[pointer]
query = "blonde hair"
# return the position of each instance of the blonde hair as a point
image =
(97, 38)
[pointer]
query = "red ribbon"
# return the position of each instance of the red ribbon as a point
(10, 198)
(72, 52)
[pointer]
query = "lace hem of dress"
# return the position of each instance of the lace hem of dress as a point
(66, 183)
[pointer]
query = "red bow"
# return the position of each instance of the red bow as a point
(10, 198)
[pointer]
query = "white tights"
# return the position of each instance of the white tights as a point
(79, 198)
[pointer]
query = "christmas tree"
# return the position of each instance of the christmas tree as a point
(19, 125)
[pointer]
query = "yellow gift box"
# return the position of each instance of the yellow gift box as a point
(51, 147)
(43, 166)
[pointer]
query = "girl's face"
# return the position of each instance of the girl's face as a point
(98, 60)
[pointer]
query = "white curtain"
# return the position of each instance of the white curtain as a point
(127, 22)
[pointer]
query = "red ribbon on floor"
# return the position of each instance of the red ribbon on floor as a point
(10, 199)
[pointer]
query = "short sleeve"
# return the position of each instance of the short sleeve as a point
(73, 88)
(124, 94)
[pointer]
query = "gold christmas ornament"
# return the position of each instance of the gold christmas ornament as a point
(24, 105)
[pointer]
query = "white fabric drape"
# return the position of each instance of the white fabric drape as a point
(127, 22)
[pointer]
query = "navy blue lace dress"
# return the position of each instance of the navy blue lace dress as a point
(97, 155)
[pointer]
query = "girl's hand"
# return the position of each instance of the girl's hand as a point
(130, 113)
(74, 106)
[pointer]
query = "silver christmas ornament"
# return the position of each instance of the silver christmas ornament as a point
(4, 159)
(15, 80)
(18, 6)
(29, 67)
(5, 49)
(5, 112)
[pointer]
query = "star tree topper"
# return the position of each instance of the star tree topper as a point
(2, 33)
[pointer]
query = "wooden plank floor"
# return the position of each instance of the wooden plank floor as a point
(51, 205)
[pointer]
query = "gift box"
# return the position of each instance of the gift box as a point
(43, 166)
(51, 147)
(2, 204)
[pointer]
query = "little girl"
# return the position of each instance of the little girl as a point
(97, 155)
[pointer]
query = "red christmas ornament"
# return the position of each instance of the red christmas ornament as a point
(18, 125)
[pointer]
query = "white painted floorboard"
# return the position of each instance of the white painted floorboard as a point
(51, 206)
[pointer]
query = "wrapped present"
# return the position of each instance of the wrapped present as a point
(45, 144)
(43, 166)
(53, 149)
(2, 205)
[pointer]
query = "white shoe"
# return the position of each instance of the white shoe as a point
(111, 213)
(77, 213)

-------

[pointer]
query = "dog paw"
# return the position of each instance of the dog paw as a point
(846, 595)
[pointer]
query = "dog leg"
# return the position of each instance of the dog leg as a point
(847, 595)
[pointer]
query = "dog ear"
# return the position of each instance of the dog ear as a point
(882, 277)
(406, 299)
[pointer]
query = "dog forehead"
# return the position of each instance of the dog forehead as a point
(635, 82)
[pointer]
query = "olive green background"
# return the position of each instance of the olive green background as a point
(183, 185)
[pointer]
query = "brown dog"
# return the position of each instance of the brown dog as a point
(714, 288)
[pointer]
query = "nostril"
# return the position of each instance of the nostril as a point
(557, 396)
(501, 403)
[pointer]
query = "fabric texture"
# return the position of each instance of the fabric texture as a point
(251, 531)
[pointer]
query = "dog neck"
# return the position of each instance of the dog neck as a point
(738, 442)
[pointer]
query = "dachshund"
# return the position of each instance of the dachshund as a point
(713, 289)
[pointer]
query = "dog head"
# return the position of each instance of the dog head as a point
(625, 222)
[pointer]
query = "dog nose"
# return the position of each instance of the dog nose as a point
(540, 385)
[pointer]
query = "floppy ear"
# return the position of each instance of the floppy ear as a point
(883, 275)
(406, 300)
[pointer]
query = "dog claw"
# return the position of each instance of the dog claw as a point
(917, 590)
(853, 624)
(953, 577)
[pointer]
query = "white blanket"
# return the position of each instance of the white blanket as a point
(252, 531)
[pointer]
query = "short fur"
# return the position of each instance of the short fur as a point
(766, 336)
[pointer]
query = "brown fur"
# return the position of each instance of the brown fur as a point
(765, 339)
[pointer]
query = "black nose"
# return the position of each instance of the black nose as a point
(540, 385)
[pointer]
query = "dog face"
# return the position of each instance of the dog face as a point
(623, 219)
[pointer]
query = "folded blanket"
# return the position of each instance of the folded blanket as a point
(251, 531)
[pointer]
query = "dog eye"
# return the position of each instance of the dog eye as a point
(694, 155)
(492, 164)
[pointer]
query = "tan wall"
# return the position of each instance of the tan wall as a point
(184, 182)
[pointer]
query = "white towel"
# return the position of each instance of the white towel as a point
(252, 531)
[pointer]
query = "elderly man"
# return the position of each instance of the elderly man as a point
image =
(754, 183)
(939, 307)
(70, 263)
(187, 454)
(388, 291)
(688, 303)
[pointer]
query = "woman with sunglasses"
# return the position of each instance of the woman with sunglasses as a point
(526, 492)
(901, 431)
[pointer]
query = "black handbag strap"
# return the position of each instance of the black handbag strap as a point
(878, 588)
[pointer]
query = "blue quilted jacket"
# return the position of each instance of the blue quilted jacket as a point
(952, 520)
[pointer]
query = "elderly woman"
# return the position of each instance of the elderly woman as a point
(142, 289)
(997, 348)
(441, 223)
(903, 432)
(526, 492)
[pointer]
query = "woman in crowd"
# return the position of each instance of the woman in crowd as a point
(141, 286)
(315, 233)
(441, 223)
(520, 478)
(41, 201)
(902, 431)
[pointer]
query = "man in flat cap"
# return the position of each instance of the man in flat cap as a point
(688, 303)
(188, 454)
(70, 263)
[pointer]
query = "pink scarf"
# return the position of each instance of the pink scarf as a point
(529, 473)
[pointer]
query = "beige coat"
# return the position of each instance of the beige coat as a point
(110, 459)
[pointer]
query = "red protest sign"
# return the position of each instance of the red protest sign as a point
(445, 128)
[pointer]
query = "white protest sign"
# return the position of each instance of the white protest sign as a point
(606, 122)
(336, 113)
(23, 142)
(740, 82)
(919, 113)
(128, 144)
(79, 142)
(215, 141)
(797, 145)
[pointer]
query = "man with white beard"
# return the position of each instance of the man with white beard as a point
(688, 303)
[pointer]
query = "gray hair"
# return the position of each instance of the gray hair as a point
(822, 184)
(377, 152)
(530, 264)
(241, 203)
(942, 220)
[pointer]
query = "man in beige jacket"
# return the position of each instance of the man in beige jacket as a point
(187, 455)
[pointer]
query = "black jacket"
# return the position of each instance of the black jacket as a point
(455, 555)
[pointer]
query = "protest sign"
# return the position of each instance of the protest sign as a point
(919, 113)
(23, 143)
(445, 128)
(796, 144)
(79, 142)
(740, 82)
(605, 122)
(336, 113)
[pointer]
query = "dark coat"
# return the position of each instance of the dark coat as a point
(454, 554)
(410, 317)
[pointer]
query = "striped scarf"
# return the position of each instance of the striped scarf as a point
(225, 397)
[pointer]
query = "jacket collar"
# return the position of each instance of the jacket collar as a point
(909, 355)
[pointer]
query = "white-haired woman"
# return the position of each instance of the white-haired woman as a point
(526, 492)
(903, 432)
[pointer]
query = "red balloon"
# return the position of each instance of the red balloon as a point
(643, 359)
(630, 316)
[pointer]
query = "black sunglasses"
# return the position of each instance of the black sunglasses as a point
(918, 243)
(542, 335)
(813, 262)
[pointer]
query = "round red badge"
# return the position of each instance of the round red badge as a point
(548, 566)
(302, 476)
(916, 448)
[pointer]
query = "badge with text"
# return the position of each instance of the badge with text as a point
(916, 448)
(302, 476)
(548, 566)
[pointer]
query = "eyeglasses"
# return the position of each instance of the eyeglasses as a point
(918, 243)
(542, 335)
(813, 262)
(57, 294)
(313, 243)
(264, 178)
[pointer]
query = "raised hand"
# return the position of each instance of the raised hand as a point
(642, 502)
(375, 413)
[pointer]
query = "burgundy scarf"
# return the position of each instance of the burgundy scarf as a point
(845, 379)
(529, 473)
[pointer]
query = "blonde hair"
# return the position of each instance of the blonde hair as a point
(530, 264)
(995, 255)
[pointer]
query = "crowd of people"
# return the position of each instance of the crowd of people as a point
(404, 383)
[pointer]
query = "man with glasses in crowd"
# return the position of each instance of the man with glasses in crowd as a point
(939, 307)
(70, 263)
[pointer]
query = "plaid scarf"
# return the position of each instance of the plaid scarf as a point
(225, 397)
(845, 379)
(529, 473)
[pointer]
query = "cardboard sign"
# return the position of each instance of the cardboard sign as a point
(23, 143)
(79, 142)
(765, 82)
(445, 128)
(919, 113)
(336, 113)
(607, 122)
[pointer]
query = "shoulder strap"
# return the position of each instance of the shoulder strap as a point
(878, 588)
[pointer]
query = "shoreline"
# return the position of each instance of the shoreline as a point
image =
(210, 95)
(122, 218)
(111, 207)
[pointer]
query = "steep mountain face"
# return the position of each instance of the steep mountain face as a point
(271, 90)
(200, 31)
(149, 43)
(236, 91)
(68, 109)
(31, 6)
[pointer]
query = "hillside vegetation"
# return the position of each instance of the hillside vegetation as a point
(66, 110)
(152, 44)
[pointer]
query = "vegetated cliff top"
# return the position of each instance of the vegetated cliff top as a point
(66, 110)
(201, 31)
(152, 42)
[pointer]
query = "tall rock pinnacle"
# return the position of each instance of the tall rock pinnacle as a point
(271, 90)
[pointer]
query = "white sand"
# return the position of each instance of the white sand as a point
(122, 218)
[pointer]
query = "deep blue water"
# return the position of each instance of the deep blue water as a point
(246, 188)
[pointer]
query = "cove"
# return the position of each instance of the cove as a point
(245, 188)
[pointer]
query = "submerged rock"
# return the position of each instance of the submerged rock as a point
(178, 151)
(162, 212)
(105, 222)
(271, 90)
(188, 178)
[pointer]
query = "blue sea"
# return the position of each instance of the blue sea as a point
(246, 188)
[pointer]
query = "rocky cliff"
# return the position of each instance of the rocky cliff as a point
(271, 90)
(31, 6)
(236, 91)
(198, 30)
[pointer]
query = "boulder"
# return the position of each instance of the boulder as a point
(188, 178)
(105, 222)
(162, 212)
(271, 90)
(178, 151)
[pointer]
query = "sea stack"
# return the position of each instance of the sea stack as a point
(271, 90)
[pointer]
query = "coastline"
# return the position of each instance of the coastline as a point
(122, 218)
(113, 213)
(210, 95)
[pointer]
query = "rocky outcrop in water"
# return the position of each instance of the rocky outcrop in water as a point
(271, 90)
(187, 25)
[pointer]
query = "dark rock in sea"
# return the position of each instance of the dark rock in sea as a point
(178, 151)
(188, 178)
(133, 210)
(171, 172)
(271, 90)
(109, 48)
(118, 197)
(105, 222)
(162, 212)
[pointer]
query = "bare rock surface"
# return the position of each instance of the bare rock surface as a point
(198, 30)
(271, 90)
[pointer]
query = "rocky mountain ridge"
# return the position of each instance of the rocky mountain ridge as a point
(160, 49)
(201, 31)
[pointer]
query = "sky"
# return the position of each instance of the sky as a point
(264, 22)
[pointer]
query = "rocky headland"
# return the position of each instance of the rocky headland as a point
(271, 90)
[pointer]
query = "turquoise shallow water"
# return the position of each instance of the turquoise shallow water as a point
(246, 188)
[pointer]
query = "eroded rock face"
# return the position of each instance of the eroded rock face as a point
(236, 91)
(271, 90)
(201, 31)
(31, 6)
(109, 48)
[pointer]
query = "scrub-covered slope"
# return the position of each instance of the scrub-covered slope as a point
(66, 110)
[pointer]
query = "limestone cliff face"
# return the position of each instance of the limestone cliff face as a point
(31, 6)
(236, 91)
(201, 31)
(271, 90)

-------

Count the lines of the records above that contain the string "jacket", with case counting, and give only that number.

8